**GIVEN RECORDS**:
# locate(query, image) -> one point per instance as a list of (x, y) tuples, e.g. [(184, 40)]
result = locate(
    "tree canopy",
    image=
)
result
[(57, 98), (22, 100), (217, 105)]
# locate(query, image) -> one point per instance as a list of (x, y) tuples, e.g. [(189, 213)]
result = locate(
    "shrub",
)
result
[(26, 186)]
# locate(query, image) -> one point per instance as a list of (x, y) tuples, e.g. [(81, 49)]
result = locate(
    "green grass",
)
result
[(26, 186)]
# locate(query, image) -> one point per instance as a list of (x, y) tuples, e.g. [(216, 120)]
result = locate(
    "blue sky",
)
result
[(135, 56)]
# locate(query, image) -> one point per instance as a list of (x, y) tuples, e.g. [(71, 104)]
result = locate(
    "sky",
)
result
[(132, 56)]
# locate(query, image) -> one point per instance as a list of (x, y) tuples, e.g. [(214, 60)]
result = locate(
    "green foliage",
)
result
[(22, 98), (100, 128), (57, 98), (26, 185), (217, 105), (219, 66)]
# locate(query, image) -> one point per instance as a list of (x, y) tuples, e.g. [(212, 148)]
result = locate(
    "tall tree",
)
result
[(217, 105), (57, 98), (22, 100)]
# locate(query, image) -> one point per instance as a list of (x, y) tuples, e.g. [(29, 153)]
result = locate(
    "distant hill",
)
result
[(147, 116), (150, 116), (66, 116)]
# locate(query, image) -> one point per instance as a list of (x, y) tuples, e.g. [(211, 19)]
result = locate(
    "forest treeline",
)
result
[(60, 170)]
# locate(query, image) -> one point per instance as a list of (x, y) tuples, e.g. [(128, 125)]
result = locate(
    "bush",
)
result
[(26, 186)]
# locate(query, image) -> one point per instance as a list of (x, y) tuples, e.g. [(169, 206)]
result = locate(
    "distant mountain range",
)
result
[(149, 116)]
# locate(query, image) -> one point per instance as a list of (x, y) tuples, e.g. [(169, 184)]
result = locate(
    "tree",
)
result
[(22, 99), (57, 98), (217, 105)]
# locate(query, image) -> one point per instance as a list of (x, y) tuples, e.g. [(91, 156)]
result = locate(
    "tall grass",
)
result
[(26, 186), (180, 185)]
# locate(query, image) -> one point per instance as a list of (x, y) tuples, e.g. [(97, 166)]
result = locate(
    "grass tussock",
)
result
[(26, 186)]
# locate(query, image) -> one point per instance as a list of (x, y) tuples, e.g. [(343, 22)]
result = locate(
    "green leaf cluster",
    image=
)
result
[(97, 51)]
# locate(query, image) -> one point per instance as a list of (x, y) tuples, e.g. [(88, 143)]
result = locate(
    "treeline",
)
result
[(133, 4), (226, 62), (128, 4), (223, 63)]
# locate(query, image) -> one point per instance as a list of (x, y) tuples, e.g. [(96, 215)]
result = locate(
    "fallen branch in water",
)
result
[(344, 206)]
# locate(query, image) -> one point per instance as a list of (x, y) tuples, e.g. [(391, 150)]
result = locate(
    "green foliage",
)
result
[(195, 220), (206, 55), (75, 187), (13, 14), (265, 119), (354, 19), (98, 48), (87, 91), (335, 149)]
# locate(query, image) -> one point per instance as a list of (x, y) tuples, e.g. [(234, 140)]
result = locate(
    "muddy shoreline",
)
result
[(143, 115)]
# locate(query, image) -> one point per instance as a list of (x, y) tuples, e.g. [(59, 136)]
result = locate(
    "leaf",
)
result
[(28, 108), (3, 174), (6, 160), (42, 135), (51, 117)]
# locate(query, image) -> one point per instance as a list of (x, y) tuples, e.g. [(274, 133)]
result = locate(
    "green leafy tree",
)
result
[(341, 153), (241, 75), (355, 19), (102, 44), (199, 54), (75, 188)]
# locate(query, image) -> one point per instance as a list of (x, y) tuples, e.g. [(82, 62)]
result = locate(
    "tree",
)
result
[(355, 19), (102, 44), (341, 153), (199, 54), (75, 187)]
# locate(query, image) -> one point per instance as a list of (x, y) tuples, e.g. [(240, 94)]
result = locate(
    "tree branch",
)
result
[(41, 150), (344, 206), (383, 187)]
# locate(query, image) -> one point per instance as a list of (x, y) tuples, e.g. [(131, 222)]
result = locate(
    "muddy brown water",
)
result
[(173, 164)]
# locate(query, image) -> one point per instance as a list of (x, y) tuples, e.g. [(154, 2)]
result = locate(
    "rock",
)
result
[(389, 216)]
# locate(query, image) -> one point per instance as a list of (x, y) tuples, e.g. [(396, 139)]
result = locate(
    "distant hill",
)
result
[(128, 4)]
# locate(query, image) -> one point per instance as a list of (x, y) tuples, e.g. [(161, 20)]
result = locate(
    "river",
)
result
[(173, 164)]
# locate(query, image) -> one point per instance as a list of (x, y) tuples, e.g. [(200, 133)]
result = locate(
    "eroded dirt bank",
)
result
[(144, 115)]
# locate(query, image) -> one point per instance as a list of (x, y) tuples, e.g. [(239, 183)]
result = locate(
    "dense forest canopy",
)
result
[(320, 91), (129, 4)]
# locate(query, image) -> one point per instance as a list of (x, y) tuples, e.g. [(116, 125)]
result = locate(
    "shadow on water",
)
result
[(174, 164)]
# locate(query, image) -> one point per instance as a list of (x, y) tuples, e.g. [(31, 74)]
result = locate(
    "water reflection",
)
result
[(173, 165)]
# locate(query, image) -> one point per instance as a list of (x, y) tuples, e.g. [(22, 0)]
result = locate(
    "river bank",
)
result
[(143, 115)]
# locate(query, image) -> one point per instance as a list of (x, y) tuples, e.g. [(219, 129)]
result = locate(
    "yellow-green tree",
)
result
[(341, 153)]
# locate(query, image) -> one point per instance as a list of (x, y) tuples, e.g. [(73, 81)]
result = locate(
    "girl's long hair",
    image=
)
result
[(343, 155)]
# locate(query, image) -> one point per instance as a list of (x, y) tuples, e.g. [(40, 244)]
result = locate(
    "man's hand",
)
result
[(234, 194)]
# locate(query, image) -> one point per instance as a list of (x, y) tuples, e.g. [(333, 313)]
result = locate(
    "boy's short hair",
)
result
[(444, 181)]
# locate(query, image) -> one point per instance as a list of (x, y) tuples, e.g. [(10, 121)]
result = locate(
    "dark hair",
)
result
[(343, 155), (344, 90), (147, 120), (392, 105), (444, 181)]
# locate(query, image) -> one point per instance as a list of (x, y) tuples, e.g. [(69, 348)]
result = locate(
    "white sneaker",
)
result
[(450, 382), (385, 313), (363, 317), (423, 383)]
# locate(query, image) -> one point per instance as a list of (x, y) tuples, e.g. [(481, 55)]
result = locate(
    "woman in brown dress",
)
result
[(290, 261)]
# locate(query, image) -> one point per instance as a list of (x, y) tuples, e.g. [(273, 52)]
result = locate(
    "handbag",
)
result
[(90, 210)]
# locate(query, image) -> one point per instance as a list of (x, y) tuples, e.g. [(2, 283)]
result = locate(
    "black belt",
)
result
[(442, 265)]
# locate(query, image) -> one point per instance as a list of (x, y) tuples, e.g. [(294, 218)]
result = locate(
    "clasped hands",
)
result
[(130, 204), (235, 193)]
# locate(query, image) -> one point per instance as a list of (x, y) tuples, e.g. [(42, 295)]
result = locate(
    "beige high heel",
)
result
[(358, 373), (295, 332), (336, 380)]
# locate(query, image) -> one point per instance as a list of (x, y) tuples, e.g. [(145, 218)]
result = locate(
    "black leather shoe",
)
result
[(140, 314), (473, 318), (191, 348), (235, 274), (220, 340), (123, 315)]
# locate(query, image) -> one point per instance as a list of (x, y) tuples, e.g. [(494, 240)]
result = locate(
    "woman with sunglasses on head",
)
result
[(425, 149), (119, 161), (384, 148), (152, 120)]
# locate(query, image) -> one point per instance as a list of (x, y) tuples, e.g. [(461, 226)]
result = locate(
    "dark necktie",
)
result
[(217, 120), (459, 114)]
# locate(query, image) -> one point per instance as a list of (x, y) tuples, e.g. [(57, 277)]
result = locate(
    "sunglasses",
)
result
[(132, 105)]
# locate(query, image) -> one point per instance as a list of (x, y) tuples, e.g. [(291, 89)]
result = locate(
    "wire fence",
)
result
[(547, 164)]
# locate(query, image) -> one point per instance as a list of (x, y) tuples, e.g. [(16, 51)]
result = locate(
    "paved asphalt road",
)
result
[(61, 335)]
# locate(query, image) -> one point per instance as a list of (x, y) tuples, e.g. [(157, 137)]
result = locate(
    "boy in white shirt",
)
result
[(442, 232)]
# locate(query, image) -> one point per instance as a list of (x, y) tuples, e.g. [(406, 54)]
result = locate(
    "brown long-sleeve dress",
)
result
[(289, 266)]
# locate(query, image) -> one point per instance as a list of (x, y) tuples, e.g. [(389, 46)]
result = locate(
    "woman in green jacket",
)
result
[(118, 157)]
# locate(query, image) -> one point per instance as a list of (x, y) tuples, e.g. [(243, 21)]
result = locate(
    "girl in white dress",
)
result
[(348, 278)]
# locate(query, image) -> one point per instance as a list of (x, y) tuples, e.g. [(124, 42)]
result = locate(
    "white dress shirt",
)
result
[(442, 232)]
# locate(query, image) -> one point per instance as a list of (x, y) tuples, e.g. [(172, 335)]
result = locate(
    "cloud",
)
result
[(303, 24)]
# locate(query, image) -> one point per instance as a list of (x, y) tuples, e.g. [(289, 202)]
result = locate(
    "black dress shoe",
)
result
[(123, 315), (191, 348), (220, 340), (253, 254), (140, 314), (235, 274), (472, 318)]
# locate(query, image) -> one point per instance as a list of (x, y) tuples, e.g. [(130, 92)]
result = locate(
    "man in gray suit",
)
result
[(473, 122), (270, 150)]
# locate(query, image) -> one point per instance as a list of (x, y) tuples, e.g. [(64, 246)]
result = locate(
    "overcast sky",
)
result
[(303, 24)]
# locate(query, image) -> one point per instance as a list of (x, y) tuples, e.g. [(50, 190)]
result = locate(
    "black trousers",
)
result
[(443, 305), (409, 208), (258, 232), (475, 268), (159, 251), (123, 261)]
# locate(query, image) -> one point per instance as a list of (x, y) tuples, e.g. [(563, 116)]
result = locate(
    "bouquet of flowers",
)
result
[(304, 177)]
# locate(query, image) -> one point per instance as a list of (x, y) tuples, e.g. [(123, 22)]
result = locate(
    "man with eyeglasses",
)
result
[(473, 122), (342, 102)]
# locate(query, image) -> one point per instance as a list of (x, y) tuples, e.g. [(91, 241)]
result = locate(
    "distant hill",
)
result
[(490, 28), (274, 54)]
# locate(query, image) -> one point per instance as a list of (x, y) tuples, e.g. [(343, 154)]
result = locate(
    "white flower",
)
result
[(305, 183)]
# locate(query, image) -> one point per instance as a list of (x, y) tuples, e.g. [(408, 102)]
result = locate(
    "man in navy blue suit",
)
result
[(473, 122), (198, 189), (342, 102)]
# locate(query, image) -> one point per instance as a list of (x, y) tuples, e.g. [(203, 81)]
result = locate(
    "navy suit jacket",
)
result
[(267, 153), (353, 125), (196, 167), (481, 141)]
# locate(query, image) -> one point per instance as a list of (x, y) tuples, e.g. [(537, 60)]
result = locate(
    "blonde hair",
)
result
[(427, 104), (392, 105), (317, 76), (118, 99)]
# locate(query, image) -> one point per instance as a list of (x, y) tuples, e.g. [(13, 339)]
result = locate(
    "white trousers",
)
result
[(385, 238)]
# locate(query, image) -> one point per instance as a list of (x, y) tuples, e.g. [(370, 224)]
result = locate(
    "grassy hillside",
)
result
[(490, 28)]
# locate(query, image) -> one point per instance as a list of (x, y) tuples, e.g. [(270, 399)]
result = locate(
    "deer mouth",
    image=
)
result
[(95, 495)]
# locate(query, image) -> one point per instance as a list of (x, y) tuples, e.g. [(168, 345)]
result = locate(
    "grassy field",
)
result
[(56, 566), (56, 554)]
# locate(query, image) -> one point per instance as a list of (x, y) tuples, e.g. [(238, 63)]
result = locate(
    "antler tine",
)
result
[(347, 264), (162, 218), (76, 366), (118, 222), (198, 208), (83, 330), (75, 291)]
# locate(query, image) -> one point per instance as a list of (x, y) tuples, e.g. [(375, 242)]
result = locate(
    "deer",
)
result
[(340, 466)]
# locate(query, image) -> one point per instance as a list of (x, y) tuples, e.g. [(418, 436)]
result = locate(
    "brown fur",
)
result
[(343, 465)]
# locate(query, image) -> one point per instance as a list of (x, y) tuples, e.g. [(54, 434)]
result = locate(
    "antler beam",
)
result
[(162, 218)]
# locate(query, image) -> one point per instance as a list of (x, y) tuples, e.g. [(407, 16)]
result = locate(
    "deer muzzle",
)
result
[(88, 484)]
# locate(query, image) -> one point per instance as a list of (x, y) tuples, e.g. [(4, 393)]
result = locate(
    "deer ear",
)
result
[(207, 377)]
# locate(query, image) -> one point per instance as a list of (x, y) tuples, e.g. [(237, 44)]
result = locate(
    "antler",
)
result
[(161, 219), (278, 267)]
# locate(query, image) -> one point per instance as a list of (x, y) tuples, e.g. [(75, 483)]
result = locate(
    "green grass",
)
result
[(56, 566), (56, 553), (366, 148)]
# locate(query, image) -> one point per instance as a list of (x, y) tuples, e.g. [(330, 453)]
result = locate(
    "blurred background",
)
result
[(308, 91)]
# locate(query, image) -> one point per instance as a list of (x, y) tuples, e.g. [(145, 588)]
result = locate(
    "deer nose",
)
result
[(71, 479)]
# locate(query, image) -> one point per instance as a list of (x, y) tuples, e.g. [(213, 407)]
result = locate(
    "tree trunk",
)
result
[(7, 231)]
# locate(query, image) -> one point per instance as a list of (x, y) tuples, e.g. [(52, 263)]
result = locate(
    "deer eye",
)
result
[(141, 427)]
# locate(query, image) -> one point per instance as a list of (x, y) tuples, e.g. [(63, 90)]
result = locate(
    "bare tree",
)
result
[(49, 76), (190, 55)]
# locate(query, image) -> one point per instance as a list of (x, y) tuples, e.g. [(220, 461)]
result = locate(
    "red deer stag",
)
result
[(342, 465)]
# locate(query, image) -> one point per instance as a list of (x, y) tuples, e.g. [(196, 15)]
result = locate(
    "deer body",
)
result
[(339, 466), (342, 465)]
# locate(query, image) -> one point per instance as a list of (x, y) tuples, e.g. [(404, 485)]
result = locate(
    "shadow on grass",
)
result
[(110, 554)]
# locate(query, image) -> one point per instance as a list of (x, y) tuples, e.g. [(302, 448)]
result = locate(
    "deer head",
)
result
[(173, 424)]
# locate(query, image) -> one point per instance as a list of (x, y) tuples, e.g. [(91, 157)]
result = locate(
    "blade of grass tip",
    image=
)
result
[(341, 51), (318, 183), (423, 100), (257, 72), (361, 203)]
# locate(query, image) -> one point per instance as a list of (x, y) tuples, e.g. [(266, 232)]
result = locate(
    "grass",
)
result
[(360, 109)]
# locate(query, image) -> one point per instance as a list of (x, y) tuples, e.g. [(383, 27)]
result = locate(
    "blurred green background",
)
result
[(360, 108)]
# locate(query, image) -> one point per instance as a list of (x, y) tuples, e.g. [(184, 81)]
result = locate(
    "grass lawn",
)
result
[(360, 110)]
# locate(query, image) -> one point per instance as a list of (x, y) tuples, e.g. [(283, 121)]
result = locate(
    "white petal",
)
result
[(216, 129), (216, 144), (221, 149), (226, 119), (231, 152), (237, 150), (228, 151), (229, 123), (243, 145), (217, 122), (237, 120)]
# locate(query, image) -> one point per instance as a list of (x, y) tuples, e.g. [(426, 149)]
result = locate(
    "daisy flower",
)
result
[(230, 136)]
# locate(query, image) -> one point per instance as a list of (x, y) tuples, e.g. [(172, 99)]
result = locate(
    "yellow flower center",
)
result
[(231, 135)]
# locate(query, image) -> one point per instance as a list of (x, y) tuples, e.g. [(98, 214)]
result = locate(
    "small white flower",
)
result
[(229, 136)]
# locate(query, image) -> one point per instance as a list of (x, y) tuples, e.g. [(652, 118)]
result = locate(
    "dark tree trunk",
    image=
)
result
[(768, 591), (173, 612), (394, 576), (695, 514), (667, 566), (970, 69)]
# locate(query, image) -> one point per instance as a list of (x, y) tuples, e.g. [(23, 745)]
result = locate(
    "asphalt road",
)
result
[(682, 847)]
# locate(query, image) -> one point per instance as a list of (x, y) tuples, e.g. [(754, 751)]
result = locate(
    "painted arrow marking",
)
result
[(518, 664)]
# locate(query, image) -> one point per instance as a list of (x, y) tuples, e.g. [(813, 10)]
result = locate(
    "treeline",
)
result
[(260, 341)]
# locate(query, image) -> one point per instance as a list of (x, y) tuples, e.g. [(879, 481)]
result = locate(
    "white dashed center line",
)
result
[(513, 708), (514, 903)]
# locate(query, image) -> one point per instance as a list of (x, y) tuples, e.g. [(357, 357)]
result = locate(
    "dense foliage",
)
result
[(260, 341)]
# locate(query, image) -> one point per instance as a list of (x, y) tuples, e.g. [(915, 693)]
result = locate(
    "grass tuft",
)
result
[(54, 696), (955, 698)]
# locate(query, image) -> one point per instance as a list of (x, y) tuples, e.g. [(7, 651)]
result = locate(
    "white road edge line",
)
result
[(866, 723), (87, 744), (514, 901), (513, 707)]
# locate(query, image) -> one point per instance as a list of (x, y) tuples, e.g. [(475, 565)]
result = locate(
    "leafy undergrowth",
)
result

**YOUR INSTRUCTIONS**: Output the part of the rows above that opens with the line containing "e.g. [(289, 202)]" and closes with the line containing "[(385, 238)]", both ends included, as a Markdown table with the columns No. and Line. Number each line in No., put its text in Line, and leave out blank lines.

**COMPLETE ANSWER**:
| No. | Line |
|---|---|
| 1 | # locate(query, image) -> one point per instance as a list of (x, y) tuples, e.g. [(289, 202)] |
| 2 | result = locate( |
| 3 |     "black dress shoe", |
| 4 | ) |
| 5 | result |
| 6 | [(123, 315), (191, 348), (220, 340), (253, 254), (140, 314), (235, 274), (472, 318)] |
| 7 | # locate(query, image) -> one point per instance as a list of (x, y) tuples, e.g. [(130, 92)] |
| 8 | result = locate( |
| 9 |     "man in gray suit", |
| 10 | ) |
| 11 | result |
| 12 | [(473, 122), (270, 150)] |
| 13 | # locate(query, image) -> one point per instance as a list of (x, y) tuples, e.g. [(64, 246)] |
| 14 | result = locate( |
| 15 |     "overcast sky", |
| 16 | ) |
| 17 | result |
| 18 | [(303, 24)] |
| 19 | # locate(query, image) -> one point per instance as a list of (x, y) tuples, e.g. [(50, 190)] |
| 20 | result = locate( |
| 21 |     "black trousers", |
| 22 | ) |
| 23 | result |
| 24 | [(443, 305), (409, 208), (258, 232), (475, 268), (159, 251), (123, 261)] |
| 25 | # locate(query, image) -> one point per instance as a list of (x, y) tuples, e.g. [(563, 116)] |
| 26 | result = locate( |
| 27 |     "bouquet of flowers", |
| 28 | ) |
| 29 | result |
| 30 | [(304, 177)] |
| 31 | # locate(query, image) -> one point per instance as a list of (x, y) tuples, e.g. [(123, 22)] |
| 32 | result = locate( |
| 33 |     "man with eyeglasses", |
| 34 | ) |
| 35 | result |
| 36 | [(473, 122), (342, 102)] |
| 37 | # locate(query, image) -> one point per instance as a list of (x, y) tuples, e.g. [(91, 241)] |
| 38 | result = locate( |
| 39 |     "distant hill", |
| 40 | ) |
| 41 | result |
| 42 | [(490, 28), (274, 54)] |
| 43 | # locate(query, image) -> one point per instance as a list of (x, y) tuples, e.g. [(343, 154)] |
| 44 | result = locate( |
| 45 |     "white flower", |
| 46 | ) |
| 47 | result |
| 48 | [(305, 183)] |
| 49 | # locate(query, image) -> one point per instance as a list of (x, y) tuples, e.g. [(408, 102)] |
| 50 | result = locate( |
| 51 |     "man in navy blue suit", |
| 52 | ) |
| 53 | result |
| 54 | [(473, 122), (198, 189), (342, 102)] |
| 55 | # locate(query, image) -> one point per instance as a list of (x, y) tuples, e.g. [(203, 81)] |
| 56 | result = locate( |
| 57 |     "navy suit jacket", |
| 58 | ) |
| 59 | result |
| 60 | [(267, 153), (353, 125), (196, 167), (481, 141)] |
| 61 | # locate(query, image) -> one point per instance as a list of (x, y) tuples, e.g. [(537, 60)] |
| 62 | result = locate( |
| 63 |     "blonde hair", |
| 64 | ) |
| 65 | result |
| 66 | [(427, 104), (392, 105), (317, 76), (118, 99)] |
| 67 | # locate(query, image) -> one point per instance as a list of (x, y) tuples, e.g. [(13, 339)] |
| 68 | result = locate( |
| 69 |     "white trousers", |
| 70 | ) |
| 71 | result |
| 72 | [(385, 238)] |